Eigel disavowed responsibility for that miserable record.  “A lot of bad things that didn’t happen this session didn’t happen because of the people standing behind me,” he said in a post-session Freedom Caucus press conference. His words probably didn’t carry any water with Senators and Representatives who had worked hard and conscientiously on bills that would have done GOOD things only to see them disappear into the ongoing mud fight in the Senate led by Eigel and his band.

Eigel has dreams of becoming Governor.  Denny Hoskins thinks he’d be a peachy Secretary of State. Andrew Koenig thinks being State Treasurer would be wonderful. Rick Brattin just hopes to get elected to another term in the Senate.

There are some folks who have watched them this year who hope they still don’t have parking places in Jefferson City in 2025.

The 50-hour filibuster deserves a closer look. We’ve taken that look to establish the exact length of it so that future observers will know when they have witnessed an even more regrettable example.

Incidentally, it is believed the longest filibuster by one person in Missouri history was Senator Matt Bartle’s futile effort to block some gubernatorial appointments in 2007. He held the floor for seventeen hours.

The Stadium Thing

Here’s a sand-in-the-underwear situation for you.

Owners of our big-time sports teams—the Royals, the Chiefs, the Blues and the Cardinals (and our two pro soccer teams)—want you and me to reach into our pockets to pay major parts of the costs of building new stadia or upgrading old ones for them.

The Royals and the Chiefs overlooked a critical issue as their effort to extend the Jackson County sports tax was trounced by voters recently. The Cardinals are overlooking the same issue with reports that they will be seeking state support for the updating of Busch Stadium III (although team president Bill DeWitt III says such a report is “premature.” :

None of them has mentioned how many millions of dollars they will make from sports wagering. None of them has given any indication that they could use that money instead of taxpayer funds for their new projects.

It is a failing that might not bode well for the teams and the casinos that want to put a sports wagering proposition on the ballot later this year, a proposal that hugely disadvantages the state and the programs that years ago the casinos promised could be funded with taxes and fees from legalized gambling.

■ **EXCERPTED RECORDS**
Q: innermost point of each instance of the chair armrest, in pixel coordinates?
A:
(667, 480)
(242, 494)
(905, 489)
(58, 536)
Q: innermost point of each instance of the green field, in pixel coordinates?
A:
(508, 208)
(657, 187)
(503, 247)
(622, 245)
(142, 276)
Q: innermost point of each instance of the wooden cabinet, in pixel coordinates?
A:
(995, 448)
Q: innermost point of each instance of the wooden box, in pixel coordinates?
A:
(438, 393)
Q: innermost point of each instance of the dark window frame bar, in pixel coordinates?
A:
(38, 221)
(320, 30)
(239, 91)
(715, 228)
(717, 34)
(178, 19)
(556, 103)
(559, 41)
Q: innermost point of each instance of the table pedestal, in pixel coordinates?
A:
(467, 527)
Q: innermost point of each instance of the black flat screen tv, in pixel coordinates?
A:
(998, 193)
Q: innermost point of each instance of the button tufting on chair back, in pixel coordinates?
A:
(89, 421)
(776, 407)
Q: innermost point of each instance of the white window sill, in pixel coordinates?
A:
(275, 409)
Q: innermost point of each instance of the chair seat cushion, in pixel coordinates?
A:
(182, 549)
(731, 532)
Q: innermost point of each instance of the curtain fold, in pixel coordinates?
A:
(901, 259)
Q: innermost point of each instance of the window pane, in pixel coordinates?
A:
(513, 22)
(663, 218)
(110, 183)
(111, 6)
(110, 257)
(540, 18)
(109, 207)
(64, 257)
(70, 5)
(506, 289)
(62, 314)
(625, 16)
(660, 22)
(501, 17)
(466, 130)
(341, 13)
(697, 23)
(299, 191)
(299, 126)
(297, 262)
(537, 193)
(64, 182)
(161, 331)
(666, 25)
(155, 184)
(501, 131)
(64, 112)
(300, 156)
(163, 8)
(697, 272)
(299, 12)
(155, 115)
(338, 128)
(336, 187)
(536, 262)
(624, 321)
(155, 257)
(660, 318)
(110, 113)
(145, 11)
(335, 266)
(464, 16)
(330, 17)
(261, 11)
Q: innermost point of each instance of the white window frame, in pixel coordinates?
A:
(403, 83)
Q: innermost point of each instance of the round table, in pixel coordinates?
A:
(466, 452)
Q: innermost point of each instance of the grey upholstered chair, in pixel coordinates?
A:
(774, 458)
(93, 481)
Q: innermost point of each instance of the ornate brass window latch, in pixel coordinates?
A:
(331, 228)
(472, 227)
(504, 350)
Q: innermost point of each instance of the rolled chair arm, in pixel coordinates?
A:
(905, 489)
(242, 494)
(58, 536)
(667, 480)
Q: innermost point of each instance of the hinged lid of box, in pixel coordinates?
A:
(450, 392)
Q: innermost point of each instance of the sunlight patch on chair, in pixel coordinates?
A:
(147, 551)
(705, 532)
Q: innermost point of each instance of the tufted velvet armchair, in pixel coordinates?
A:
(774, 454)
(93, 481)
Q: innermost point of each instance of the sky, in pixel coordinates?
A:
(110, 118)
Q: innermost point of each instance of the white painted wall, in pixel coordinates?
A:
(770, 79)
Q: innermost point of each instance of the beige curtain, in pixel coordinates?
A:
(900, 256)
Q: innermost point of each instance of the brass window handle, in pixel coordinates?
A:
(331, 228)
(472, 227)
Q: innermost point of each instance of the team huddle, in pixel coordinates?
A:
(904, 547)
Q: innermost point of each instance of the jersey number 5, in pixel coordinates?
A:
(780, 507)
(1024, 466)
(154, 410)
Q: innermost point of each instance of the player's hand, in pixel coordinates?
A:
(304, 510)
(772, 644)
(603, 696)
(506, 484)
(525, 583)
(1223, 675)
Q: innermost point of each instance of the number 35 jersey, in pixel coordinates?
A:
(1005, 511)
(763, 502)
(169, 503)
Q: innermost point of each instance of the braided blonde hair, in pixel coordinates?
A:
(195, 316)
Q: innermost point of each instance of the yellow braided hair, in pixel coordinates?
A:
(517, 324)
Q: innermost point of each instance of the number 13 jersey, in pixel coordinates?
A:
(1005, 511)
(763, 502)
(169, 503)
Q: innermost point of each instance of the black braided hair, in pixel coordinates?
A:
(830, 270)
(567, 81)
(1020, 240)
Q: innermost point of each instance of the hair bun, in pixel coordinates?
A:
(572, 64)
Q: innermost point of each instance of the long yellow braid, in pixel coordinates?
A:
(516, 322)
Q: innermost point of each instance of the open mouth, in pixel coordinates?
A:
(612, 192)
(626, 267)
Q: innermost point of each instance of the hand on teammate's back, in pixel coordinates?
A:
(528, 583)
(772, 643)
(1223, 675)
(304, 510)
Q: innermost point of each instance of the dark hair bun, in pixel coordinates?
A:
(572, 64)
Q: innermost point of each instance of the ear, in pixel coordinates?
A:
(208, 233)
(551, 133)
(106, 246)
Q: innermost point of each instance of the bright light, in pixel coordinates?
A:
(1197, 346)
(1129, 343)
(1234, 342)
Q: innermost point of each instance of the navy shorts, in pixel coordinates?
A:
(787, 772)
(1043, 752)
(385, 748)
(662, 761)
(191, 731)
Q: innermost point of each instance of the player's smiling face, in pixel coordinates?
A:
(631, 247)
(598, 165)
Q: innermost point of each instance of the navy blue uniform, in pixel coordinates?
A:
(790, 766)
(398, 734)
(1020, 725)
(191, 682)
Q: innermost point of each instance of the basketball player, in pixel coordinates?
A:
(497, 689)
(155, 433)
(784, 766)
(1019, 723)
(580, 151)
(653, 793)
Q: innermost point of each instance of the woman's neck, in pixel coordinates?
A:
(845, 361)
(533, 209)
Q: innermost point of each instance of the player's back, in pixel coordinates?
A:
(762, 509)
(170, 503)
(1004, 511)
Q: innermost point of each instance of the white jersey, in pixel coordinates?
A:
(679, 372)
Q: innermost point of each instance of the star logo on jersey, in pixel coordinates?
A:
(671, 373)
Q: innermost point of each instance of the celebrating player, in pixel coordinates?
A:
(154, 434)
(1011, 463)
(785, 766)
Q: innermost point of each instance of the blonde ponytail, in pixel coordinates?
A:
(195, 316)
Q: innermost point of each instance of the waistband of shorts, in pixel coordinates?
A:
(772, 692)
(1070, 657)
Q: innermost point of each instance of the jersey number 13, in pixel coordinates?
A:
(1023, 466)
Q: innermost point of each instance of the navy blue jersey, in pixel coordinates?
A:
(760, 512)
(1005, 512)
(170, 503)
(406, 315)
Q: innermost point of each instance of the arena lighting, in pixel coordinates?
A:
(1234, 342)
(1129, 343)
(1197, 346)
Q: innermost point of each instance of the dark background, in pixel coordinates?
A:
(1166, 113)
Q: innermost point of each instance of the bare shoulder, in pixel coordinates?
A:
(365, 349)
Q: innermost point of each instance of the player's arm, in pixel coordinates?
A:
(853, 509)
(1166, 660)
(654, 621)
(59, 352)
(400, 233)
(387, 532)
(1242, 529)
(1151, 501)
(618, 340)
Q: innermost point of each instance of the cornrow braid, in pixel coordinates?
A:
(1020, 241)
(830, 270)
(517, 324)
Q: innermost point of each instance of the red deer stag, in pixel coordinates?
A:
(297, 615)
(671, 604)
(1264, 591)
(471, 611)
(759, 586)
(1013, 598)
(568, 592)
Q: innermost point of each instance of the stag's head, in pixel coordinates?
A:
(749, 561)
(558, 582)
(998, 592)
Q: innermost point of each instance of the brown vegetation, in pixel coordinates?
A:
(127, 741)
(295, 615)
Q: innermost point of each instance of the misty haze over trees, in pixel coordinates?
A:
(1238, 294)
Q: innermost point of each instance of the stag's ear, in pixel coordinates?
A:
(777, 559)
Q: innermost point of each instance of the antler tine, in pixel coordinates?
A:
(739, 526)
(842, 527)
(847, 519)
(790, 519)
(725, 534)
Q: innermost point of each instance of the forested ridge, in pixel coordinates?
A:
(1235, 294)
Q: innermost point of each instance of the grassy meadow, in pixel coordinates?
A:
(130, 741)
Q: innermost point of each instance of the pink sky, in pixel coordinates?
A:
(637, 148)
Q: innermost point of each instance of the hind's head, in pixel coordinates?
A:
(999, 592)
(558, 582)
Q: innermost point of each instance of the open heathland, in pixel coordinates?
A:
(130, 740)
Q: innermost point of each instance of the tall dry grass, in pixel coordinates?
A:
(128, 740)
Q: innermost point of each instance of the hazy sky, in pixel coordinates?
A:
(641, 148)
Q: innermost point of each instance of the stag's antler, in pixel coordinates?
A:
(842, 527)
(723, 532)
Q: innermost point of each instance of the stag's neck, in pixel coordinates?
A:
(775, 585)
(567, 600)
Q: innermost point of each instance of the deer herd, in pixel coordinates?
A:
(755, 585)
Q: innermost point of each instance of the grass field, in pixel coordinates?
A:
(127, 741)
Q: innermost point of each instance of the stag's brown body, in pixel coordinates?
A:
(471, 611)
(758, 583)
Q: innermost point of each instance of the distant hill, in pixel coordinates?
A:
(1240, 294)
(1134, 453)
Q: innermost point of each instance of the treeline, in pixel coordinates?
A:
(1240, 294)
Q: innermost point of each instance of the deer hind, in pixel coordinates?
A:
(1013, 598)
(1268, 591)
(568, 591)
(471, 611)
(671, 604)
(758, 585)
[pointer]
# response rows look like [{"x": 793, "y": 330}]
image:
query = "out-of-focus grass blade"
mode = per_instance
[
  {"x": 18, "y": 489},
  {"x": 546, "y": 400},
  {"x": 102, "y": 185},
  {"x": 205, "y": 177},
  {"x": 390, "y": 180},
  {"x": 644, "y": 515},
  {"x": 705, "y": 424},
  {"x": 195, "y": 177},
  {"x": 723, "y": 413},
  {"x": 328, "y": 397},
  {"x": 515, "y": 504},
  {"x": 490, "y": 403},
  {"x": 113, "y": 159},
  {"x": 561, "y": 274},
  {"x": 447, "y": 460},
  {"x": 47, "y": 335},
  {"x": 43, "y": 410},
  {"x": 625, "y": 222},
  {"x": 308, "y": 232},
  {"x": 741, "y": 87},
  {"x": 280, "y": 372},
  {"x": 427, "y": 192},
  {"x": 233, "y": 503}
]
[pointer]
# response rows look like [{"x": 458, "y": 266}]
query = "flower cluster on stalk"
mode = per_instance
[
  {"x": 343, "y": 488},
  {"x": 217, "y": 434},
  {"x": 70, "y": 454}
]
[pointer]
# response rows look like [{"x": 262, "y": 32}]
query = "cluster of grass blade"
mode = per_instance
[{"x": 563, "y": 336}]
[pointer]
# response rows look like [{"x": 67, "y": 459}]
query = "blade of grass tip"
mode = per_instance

■ **PROBLEMS**
#1 In the commentary on Missouri politics, switch "filibuster" to "talkathon" in the passage between "The 50-hour filibuster" and "situation for you.", inclusive, and write out the resulting passage.
#2 According to the commentary on Missouri politics, for how long did Senator Matt Bartle hold the floor in 2007?
#3 Carry on the commentary on Missouri politics and stadium funding from the point where it stops.
The listing plays no part in these exercises.

■ **RESULTS BY TASK**
#1
The 50-hour talkathon deserves a closer look. We’ve taken that look to establish the exact length of it so that future observers will know when they have witnessed an even more regrettable example.

Incidentally, it is believed the longest talkathon by one person in Missouri history was Senator Matt Bartle’s futile effort to block some gubernatorial appointments in 2007. He held the floor for seventeen hours.

The Stadium Thing

Here’s a sand-in-the-underwear situation for you.

#2 Seventeen hours.

#3
Would it not make sense to ease voter worries about city and state subsidies for stadium construction and improvements if the teams committed to using the first few years of the giant profits they expect from sports betting for their stadium projects instead of expecting a tax handout from the citizens?  

 Why should the legislature give any team that will profit from sports betting any funds from state taxpayer pockets?  Why should the legislature lessen financial support for, say, mental health services, veterans homes, education, senior services programs, and nursing home support so sports teams that soon will be divvying up hundreds of millions of dollars a year from people thinking they can consistently beat game-day odds don’t have to use those funds?

Opponents of sports wagering might be able to make a lot of hay out of this oversight by the teams and the casinos.  It’s an election year. If you are a voter, you should ask your candidates if they favor taking money away from state programs to build or maintain playing fields while the team owners and the casinos rake hundreds of millions of dollars in lost consumer bets into their pockets instead of investing them in stadium projects in their home cities?

You should ask those questions.  And if your candidate says the sports teams should be allowed to pick your pocket with a tax while lining their pockets with gambling revenues, you should look for another square on the ballot to fill in.

These two issues are joined at the hip and voters, especially those in the home areas of our major league teams, should hold their legislators and their sports teams accountable.